> _RECORDS FOR THE EXERCISE_:
_ _ _
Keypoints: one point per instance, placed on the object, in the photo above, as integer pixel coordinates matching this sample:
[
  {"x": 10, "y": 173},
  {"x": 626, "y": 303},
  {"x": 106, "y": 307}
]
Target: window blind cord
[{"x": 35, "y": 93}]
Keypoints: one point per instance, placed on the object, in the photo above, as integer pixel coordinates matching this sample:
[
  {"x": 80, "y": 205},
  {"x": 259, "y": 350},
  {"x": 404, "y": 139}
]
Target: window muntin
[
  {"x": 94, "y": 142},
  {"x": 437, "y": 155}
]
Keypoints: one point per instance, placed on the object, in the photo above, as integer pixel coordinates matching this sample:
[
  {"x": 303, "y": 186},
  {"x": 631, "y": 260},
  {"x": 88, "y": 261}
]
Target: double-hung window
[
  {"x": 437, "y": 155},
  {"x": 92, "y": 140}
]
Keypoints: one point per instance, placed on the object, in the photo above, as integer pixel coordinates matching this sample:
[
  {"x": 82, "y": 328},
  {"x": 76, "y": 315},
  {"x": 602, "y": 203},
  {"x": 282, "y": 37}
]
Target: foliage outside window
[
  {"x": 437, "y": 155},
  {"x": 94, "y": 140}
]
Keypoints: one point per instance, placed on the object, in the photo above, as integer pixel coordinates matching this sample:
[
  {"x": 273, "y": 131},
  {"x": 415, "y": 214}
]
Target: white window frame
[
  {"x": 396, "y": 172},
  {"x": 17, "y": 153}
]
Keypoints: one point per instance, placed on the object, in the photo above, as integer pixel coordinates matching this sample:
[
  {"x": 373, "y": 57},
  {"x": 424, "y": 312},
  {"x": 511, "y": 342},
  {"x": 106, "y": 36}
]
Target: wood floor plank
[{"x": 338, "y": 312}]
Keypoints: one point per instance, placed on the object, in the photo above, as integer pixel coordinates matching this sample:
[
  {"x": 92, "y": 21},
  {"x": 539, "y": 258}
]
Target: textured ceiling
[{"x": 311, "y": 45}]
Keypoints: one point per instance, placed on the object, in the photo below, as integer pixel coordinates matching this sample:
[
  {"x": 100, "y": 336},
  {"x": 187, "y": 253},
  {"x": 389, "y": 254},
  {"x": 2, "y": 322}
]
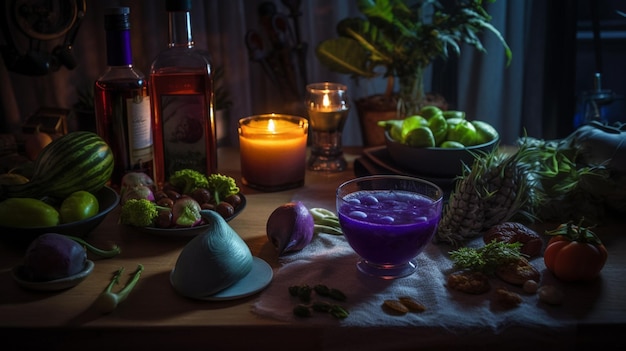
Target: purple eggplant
_ _ _
> _TASK DESCRIPTION_:
Give back each line above exactly, with pictures dropped.

> _WORKED SOLUTION_:
Keypoints: one point per instance, placed on the object, in the photo above, as integer pixel coordinates matching this sample:
[
  {"x": 10, "y": 173},
  {"x": 626, "y": 303},
  {"x": 106, "y": 307}
]
Target: window blind cord
[{"x": 35, "y": 93}]
Keypoints: one point per instance, placed on the object, in the photo above, as integer pixel coordinates matching this sample:
[
  {"x": 80, "y": 205},
  {"x": 259, "y": 350},
  {"x": 404, "y": 139}
]
Target: window muntin
[
  {"x": 94, "y": 142},
  {"x": 437, "y": 155}
]
Keypoints: one point per instance, placed on the object, in the photo above, as integer pixel coordinates matching this sample:
[
  {"x": 303, "y": 186},
  {"x": 631, "y": 260},
  {"x": 88, "y": 261}
]
Target: double-hung window
[
  {"x": 437, "y": 155},
  {"x": 92, "y": 140}
]
Keypoints: one point per instance, placed on the object, in the photo above, as integer pixel coordinates matching this sample:
[
  {"x": 82, "y": 328},
  {"x": 76, "y": 315},
  {"x": 602, "y": 203},
  {"x": 282, "y": 37}
]
Target: foliage outside window
[
  {"x": 437, "y": 155},
  {"x": 94, "y": 140}
]
Keypoints: one point per instance, placed on the object, in the photo above, as integer pixel coordinates matching this sample:
[
  {"x": 273, "y": 131},
  {"x": 415, "y": 214}
]
Target: white window frame
[
  {"x": 396, "y": 172},
  {"x": 17, "y": 153}
]
Keypoints: one point per instance, placed on the object, in the photo above, as integer pixel coordinates matching this sample:
[
  {"x": 373, "y": 57},
  {"x": 424, "y": 312},
  {"x": 511, "y": 342},
  {"x": 106, "y": 36}
]
Target: wood floor plank
[{"x": 338, "y": 312}]
Keypoints: one point per instance, placed on the object, in the photo above, as integer pixel coordinates matching this sample:
[
  {"x": 92, "y": 21},
  {"x": 539, "y": 258}
]
Target: textured ceiling
[{"x": 311, "y": 45}]
Keypoints: one point per instance, placed on the object, in the photo below, as integer pixel coordinates matching this sample:
[
  {"x": 100, "y": 336},
  {"x": 187, "y": 253},
  {"x": 389, "y": 254},
  {"x": 2, "y": 322}
]
Target: purple eggplant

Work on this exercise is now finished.